■ **WHAT IS REQUIRED**
Put the records, from the line containing "Task: annotate the white cloud" through the end of the records, into a two-column CSV with the columns input and output. Give one row per record, with its text under input and its answer under output, each in a single quoted field with line breaks replaced by spaces.
[start of DATA SUPPLIED]
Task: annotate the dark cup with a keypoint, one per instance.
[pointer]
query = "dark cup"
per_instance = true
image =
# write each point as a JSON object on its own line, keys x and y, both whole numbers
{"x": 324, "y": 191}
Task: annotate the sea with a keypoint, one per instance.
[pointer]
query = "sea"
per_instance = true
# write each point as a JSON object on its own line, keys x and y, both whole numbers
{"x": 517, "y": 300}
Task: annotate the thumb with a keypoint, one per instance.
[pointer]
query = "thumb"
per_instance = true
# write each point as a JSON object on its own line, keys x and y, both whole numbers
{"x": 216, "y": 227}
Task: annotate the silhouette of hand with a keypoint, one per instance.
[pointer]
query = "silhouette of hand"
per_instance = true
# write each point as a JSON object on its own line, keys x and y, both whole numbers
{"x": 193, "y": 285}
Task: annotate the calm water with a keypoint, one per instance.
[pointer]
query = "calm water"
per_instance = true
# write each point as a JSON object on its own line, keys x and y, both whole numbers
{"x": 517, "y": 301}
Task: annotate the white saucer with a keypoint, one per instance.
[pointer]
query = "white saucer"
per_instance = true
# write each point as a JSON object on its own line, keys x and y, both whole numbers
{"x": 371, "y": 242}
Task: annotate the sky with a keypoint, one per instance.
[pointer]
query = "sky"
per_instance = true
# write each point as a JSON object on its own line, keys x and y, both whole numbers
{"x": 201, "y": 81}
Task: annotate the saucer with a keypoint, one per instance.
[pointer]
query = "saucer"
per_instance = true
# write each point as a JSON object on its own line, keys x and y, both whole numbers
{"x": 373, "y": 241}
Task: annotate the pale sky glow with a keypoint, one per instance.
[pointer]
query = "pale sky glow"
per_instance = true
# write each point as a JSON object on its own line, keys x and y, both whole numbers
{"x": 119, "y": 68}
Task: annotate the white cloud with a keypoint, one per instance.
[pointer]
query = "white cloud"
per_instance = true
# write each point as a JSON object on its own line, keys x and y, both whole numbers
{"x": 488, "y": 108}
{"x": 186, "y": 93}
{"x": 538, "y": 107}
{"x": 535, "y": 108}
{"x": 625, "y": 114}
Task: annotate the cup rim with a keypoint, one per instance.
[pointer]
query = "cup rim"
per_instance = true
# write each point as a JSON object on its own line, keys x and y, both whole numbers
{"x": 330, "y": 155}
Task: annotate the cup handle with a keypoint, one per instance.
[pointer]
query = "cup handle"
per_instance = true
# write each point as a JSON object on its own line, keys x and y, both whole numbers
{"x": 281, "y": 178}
[end of DATA SUPPLIED]
■ **REPLY**
input,output
"Task: annotate the white cloud with a keypoint, one per instance. [pointer] query = ""white cloud"" per_instance = true # write each point as a JSON object on its own line, keys x and y, both whole numbers","{""x"": 488, ""y"": 108} {""x"": 186, ""y"": 93} {""x"": 538, ""y"": 107} {""x"": 535, ""y"": 108} {""x"": 625, ""y"": 114}"
"Task: annotate the cup rim with a keypoint, one per instance. [pointer] query = ""cup rim"" per_instance = true # write each point as a JSON object on its own line, keys x and y, both whole numbers","{""x"": 330, ""y"": 155}"
"Task: annotate the cup handle with a keypoint, one per instance. [pointer] query = ""cup handle"" per_instance = true # write each point as a JSON object on its own line, keys x and y, both whole numbers","{""x"": 281, ""y"": 178}"